* Aufgabenstellung
1. Welche Bereiche nennt der Textauszug zur städtischen Haushaltsplanung als wichtige Bereiche, in denen nichts mehr sicher ist?
2. Gib den Textauszug zur städtischen Haushaltsplanung von „Es kann auch gut sein, dass“ bis „wie der Weg weitergeht.“ wieder und tausche dabei „Krisensitzung“ gegen „Sondersitzung“ aus.

* Textauszug
════════════════

Wir müssen uns der Verantwortung stellen und alles, was möglich ist, zusammenhalten. Nichts ist mehr sicher. Das gilt für alle wichtigen Bereiche: Energieverfügbarkeit, Produktionsmöglichkeiten, Arbeitsplätze, Steuereinnahmen, Geldwertstabilität usw.

Es ist schwer, sich diesem Szenario geistig zu nähern. Aber es ist unsere Pflicht, den WorstCase in die Haushaltsplanung einzupreisen. Deshalb: Alles, was heute und morgen keine Pflichtaufgabe ist, muss jetzt hinten anstehen. Das gilt für Zuschüsse an Vereine, Freibad, usw., besonders aber für die in weiten Bereichen überflüssige Veränderung im Eingangunseres Rathauses.

Es kann auch gut sein, dass wir die alten Baustellen, wie die Defizite für das Forum, den Aufwand für den Wallfahrtstourismus oder manch liebgewordene Bequemlichkeit ganz neu angehen müssen.

Deshalb: Eigentlich bräuchten wir heute eine echte Krisensitzung, in der wir uns intensiv beraten sollten, wie der Weg weitergeht.

Muss es unter diesen Voraussetzungen wirklich sein, dass man dann eine mit hohem Aufwand vor nicht einmal 40 Jahren erbaute Treppe mit sehr teurem Granit herausreißt und für rund 600.000 € den Eingangsbereich umbaut, wo doch die Stadt bei einem Schuldenstand von fast 30 Mio eh schon so hoch verschuldet ist? Kein einziger von euch allen würde im privaten Bereich so eine Maßnahme vornehmen. Aber hier handelt es sich ja nicht um das eigene Geld!

Hat man drangedacht, dass dann kein wirklicher Windfang mehr vorhanden ist und die wartenden Bürger im Winter oft frieren müssen? Noch dazu, wo ein elektrischer Türöffner (bei dieser schweren Türe ökologisch äußerst fragwürdig!) die Türe viel länger offenhalten muss!

Kann man das Bürgerbüro nicht auch mit einem deutlich geringeren Aufwand einrichten? Die Tür in das angedachte Bürgerbüro kann ohne große Probleme hinter dem sinnvollerweise jetzt noch vorhandenen Windfang fast auf das Dreifache verbreitert werden. Ich habe gestern genau nachgemessen.

════════════════

* Gegebene Angaben
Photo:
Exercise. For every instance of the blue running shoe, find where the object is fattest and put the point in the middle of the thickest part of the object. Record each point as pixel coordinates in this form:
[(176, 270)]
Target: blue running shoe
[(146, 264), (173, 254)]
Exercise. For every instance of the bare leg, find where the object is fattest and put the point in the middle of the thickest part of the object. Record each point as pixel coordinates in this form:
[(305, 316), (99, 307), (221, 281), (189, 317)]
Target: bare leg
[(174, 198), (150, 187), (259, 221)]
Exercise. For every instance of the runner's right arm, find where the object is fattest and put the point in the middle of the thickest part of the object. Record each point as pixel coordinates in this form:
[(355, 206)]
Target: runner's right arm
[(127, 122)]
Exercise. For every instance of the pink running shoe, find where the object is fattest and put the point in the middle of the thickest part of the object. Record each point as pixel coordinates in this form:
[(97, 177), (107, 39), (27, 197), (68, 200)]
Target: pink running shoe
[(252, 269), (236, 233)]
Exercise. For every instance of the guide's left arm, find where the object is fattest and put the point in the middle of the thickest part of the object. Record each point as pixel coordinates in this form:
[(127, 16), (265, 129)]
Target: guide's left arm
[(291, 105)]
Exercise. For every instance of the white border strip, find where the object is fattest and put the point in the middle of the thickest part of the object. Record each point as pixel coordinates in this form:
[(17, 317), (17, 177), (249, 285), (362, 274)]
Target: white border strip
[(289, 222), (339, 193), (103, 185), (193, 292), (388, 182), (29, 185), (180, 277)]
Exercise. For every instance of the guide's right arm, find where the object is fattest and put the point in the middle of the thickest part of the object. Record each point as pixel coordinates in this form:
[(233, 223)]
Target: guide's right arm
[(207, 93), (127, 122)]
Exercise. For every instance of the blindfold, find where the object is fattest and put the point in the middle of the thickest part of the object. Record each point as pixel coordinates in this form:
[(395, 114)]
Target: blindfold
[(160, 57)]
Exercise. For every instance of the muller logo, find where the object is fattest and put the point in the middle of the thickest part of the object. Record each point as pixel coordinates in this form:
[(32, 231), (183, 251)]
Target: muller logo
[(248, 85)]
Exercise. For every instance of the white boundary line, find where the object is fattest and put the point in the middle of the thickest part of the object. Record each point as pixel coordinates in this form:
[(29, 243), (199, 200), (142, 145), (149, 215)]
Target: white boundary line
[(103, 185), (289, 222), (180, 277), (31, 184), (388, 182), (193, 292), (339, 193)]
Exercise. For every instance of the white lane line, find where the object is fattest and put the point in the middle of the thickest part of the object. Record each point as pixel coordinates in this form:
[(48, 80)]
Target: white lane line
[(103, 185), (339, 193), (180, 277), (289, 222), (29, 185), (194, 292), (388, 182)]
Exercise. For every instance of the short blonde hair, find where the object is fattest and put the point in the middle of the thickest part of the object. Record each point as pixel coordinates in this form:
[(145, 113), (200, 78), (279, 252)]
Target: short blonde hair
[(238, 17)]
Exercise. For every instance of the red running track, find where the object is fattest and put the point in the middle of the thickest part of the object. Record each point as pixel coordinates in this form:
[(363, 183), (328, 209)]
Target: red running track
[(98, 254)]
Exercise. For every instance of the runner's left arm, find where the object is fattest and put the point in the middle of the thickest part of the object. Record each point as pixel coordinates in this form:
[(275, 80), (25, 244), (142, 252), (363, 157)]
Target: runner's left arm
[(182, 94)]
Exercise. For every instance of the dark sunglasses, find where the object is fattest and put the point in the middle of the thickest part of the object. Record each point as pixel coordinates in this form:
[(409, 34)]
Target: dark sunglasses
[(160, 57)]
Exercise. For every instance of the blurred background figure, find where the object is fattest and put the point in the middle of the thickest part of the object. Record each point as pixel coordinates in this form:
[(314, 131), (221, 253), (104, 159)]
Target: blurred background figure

════════════════

* Lösungen
1. Energieverfügbarkeit, Produktionsmöglichkeiten, Arbeitsplätze, Steuereinnahmen, Geldwertstabilität

2.
Es kann auch gut sein, dass wir die alten Baustellen, wie die Defizite für das Forum, den Aufwand für den Wallfahrtstourismus oder manch liebgewordene Bequemlichkeit ganz neu angehen müssen.

Deshalb: Eigentlich bräuchten wir heute eine echte Sondersitzung, in der wir uns intensiv beraten sollten, wie der Weg weitergeht.